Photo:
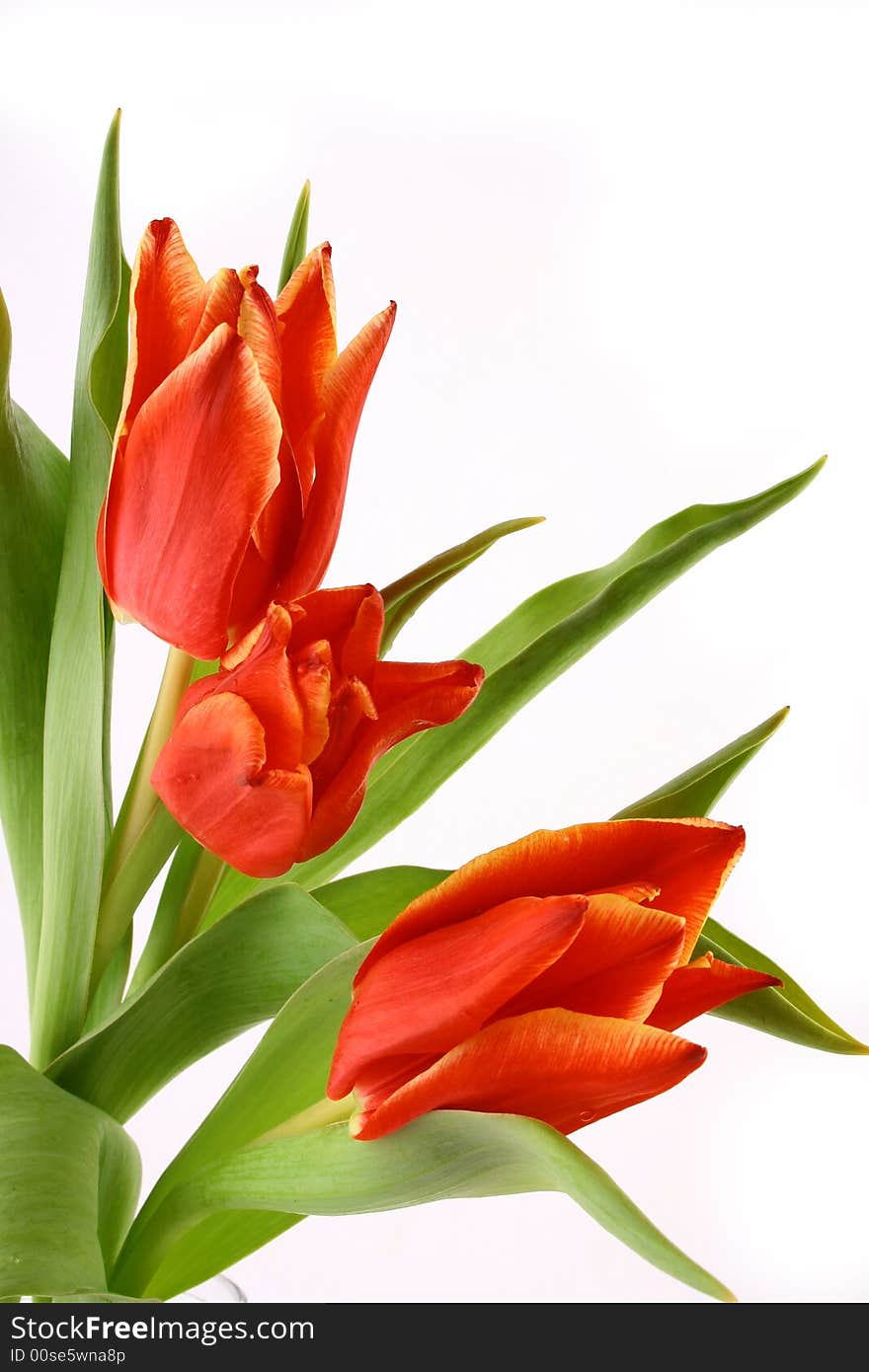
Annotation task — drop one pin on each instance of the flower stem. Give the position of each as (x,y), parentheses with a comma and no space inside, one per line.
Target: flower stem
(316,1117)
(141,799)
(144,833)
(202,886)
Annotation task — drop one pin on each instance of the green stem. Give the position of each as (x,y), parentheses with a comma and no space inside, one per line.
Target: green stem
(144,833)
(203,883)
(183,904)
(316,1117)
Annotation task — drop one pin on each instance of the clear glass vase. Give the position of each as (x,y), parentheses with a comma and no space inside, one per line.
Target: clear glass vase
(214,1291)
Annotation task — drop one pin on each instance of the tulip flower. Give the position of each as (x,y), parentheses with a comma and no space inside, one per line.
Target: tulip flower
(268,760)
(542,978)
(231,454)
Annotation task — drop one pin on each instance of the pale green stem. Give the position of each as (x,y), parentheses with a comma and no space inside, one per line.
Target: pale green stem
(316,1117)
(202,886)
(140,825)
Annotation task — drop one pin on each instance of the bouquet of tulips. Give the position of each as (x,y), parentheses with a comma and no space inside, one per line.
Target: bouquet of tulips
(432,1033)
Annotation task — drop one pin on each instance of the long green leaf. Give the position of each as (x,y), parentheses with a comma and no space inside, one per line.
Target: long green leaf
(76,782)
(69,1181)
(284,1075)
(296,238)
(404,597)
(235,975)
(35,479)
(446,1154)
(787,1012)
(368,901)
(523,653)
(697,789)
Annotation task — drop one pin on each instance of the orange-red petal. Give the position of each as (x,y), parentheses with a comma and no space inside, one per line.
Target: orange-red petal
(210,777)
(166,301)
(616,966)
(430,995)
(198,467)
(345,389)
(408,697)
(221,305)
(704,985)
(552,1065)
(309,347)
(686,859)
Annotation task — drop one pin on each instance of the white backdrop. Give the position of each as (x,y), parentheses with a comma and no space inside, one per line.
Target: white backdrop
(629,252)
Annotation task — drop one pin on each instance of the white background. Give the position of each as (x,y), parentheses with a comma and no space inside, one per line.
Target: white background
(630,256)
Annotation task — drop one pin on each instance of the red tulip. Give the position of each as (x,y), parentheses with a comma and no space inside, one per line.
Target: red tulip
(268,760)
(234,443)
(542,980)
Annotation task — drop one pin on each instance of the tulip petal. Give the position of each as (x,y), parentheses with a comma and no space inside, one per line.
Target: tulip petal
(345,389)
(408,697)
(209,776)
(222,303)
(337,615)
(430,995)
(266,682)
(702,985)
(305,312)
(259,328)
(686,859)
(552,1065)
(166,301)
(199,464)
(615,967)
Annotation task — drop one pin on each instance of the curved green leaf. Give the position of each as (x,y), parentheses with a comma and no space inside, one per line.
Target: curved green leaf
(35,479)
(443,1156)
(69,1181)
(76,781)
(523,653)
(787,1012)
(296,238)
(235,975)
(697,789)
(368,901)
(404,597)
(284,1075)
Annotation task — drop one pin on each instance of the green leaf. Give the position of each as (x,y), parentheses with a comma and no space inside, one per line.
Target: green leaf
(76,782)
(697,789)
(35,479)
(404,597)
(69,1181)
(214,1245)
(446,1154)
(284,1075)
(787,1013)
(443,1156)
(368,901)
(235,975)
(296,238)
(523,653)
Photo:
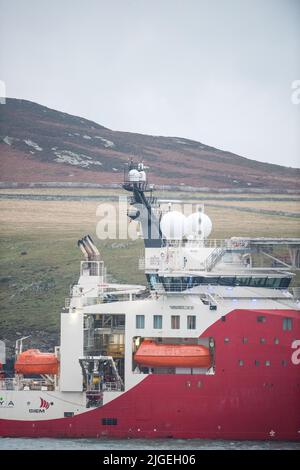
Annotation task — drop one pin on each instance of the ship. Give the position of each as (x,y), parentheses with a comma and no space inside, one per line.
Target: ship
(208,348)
========
WORK INSTRUCTIONS: Print, exactly as written, the lines above from the first one to the one containing "of the orange-red". Leave out pictures.

RESULT OF THE EXERCISE:
Photo:
Annotation task — drop one pin on each instance of the flower stem. Give the position of each as (x,y), parentheses with a comma and no space inside, one per line.
Target: flower stem
(316,1117)
(141,799)
(144,833)
(202,886)
Annotation task — drop one pin on each instance of the green stem. Give the position of each as (x,y), parentheses with a comma and no space inside, one per line.
Target: green stem
(144,833)
(203,883)
(183,904)
(316,1117)
Annotation task — drop one pin on each instance of the clear glass vase. Give the position of each as (x,y), parentheses with a comma and no space inside, one per line.
Target: clear glass vase
(214,1291)
Annotation task — drop one pin on each instance of the tulip flower. Give the position of each as (x,y), parentheses with a comma and no space inside, one per line.
Target: tulip flower
(268,760)
(542,978)
(231,454)
Annotation task — drop one pin on each instance of the pale green stem. Give the position of each as (x,y), parentheses with a comma and no space inside, one per line.
Target: pale green stem
(316,1117)
(202,886)
(140,825)
Annotation task — drop one pin on each instance of the bouquet of tulips. Give the position of each as (x,y), parentheses with a comma and no space inside, one per line.
Target: bouquet of tulips
(432,1033)
Annotation task — drop one pin on each instance of the long green leaf. Give the position of each as (x,y), parentheses with a comma and no space inside, one per line.
Target: long green leaf
(76,782)
(69,1181)
(284,1075)
(296,238)
(404,597)
(235,975)
(35,479)
(446,1154)
(787,1012)
(368,901)
(523,653)
(697,789)
Annotation task — drop one pin on each instance of the orange-red petal. Give the position of each as (x,y), parentheses with a comma and no space inside, one per line.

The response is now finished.